#### What you are asked to do:
Return only the stretch of the material below that begins with the line containing "Phrase -- metal warehouse building" and ends with the line containing "Phrase -- night sky", exactly; both of those lines belong to it.

#### Data in this exercise:
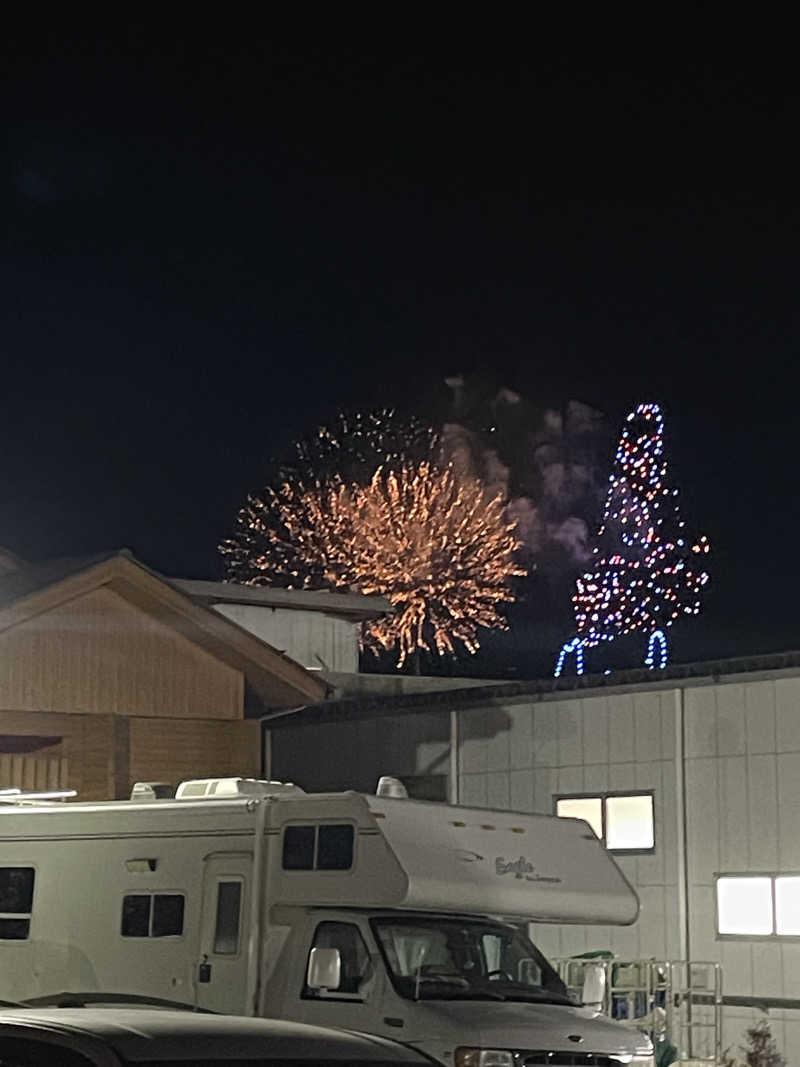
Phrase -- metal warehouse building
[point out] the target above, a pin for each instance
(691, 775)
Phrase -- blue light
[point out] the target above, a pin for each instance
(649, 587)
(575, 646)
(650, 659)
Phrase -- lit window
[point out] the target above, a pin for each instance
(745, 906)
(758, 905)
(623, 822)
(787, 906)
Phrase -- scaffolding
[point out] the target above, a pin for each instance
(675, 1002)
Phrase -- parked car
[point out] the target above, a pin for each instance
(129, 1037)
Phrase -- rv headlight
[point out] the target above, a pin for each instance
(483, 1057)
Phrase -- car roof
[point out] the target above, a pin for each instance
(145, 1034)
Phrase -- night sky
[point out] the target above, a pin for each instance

---

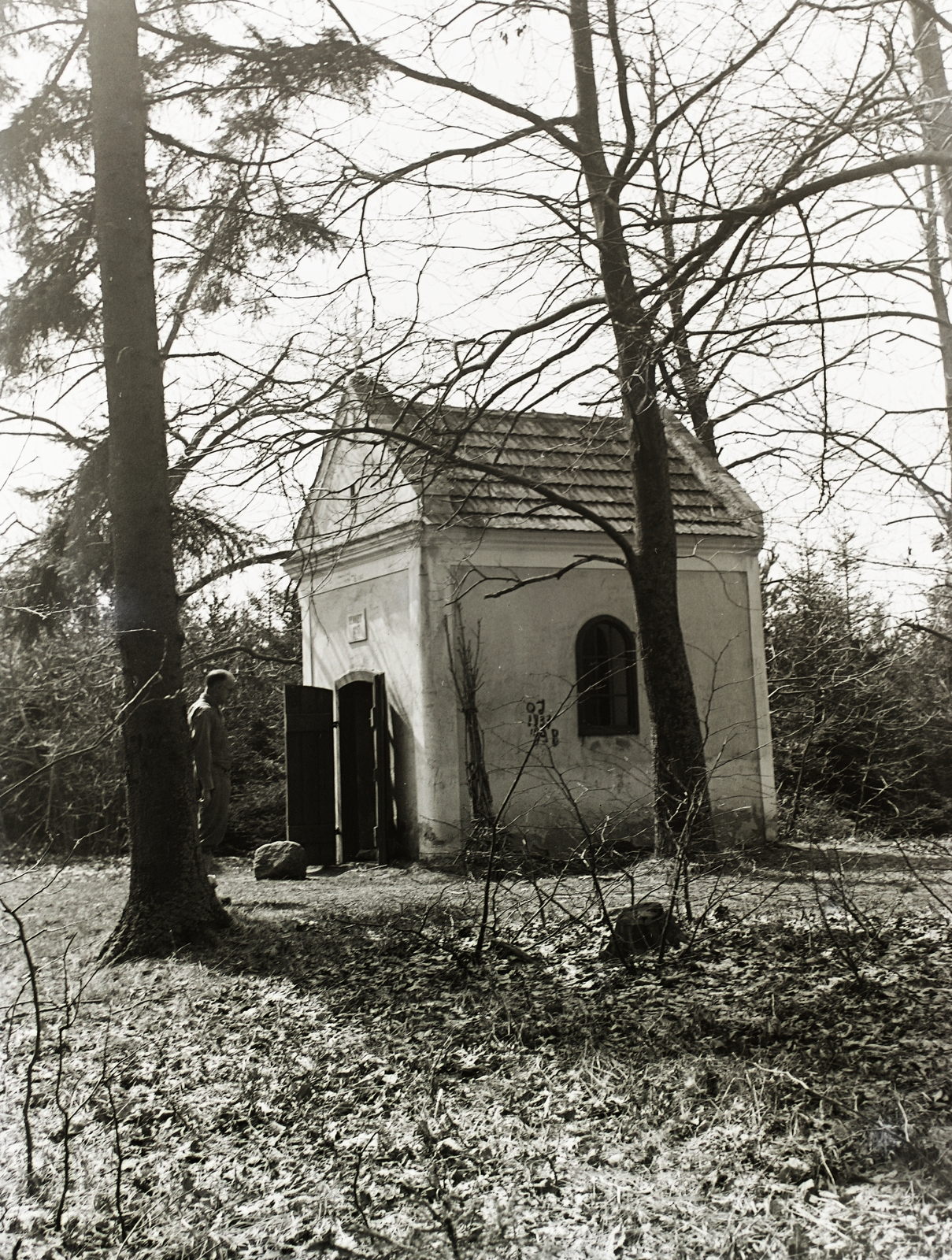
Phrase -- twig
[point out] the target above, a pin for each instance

#### Task result:
Phrase -- metal warehouse building
[point out] the target above, a pin for each instance
(691, 775)
Phrase -- blue light
[point out] the target above, a pin for each instance
(649, 587)
(575, 646)
(650, 659)
Phrase -- lit window
[point out] the target above, a pin for each instance
(745, 906)
(758, 905)
(623, 822)
(787, 906)
Phrase -- scaffolding
[point out] the target above, a pin for each instance
(675, 1002)
Phrase -- parked car
[point out] the target above, a pin for each instance
(129, 1037)
Phrase -- rv headlight
[point out] the target above, a pin for each instance
(483, 1057)
Phrase -- car roof
[point out] the target above, a pin for each instance
(145, 1034)
Phrase -- night sky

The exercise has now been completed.